Available data:
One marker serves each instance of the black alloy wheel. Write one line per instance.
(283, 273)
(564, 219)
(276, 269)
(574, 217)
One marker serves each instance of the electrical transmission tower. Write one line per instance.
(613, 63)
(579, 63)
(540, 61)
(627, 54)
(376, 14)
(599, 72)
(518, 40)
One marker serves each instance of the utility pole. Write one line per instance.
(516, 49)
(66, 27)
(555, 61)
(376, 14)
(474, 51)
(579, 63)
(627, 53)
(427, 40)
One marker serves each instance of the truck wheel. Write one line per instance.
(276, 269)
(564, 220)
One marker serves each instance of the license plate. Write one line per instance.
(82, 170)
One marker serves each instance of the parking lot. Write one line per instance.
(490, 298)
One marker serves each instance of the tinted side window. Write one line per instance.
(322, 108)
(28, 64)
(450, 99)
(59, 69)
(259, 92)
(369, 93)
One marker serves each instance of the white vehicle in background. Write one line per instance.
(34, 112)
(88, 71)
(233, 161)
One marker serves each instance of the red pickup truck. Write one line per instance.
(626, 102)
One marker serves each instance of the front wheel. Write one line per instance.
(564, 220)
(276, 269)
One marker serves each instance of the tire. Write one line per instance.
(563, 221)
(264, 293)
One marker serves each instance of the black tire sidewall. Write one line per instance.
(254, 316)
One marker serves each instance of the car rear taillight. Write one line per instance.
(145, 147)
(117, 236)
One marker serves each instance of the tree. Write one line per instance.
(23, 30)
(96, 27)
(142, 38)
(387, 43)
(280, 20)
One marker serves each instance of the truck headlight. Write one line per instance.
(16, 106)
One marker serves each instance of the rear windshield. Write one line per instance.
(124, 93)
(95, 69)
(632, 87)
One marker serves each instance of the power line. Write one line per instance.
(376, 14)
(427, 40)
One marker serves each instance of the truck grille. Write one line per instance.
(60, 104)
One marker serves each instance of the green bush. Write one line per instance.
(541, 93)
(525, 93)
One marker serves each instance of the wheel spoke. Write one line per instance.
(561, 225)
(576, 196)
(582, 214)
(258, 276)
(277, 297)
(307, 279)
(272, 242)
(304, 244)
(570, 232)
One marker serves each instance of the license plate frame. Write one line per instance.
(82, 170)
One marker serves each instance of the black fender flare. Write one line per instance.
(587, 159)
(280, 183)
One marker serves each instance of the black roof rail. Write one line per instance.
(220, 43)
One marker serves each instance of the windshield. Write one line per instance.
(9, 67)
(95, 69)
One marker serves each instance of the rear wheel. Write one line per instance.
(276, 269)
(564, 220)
==
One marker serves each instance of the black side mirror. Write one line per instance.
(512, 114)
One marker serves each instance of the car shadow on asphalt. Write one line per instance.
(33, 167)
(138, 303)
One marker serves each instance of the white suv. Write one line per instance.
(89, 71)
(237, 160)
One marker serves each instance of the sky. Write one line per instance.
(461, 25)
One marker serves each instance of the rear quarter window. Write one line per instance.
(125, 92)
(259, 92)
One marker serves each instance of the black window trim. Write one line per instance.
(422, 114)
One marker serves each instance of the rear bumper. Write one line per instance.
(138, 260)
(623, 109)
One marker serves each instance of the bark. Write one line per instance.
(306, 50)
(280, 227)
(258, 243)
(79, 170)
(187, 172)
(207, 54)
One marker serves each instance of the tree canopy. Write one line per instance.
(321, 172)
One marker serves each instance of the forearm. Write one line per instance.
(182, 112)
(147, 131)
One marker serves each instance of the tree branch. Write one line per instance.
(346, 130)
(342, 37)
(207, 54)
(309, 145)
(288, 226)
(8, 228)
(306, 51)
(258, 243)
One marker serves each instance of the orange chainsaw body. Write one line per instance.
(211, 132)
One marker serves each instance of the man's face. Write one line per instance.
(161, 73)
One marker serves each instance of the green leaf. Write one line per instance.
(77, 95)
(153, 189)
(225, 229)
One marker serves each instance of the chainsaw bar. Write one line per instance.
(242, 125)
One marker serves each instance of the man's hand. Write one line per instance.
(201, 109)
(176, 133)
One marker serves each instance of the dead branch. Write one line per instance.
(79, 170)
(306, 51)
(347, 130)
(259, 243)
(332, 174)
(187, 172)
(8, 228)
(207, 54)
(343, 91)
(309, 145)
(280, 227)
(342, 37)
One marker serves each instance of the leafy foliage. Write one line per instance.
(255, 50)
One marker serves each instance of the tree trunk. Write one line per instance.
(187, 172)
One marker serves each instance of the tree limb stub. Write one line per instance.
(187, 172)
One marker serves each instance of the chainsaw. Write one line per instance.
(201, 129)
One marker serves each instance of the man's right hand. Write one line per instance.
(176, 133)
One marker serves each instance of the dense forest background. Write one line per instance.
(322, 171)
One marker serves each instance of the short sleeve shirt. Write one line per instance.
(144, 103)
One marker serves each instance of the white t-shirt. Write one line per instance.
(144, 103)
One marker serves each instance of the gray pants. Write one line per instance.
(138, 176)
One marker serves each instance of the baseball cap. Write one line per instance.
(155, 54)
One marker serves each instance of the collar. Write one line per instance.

What is required: In the material above, find the line containing "One marker serves each instance of the tree branch." and the line containing "One marker serves each instance of the collar.", then write out exactly those two lines and every line between them, and nothing more.

Task output:
One marker serves each instance of the tree branch. Write one line per instance.
(346, 130)
(342, 37)
(207, 54)
(309, 145)
(288, 226)
(8, 228)
(306, 51)
(258, 243)
One marker serves each instance of the orange chainsaw body. Write one line per instance.
(211, 132)
One marker serves each instance of the man's face. Write one line per instance.
(161, 73)
One marker serves each instance of the green leaf. Write one line per instance.
(77, 95)
(153, 189)
(225, 229)
One marker serves each instance of the chainsaw bar. Write one line per instance.
(242, 125)
One marker serves each instance of the man's hand. Write one line per instance.
(201, 109)
(176, 133)
One marker serves each instance of the dead branch. Write one line per instance.
(79, 170)
(306, 51)
(347, 130)
(259, 243)
(332, 174)
(187, 172)
(8, 228)
(207, 54)
(343, 91)
(309, 145)
(280, 227)
(342, 37)
One marker serves each instance of the leafy foliage. Write one line per instance.
(255, 50)
One marker serves each instance of the tree trunk. Write one line per instance.
(187, 172)
One marker serves each instance of the tree limb stub. Write one line per instance.
(187, 172)
One marker serves each instance of the chainsaw. Write one line per instance.
(201, 129)
One marker serves each instance of the man's right hand. Write one line per instance.
(176, 133)
One marker serves each instance of the dense forest background. Write one line per instance.
(322, 171)
One marker serves each instance of the short sleeve shirt. Write one line per instance.
(144, 103)
One marker serves each instance of the white t-shirt. Write one line per instance.
(144, 103)
One marker serves each instance of the gray pants. Write one line per instance.
(138, 176)
One marker serves each instance of the baseball cap. Write one line per instance.
(155, 54)
One marker serves each instance of the collar. Write one line per instance.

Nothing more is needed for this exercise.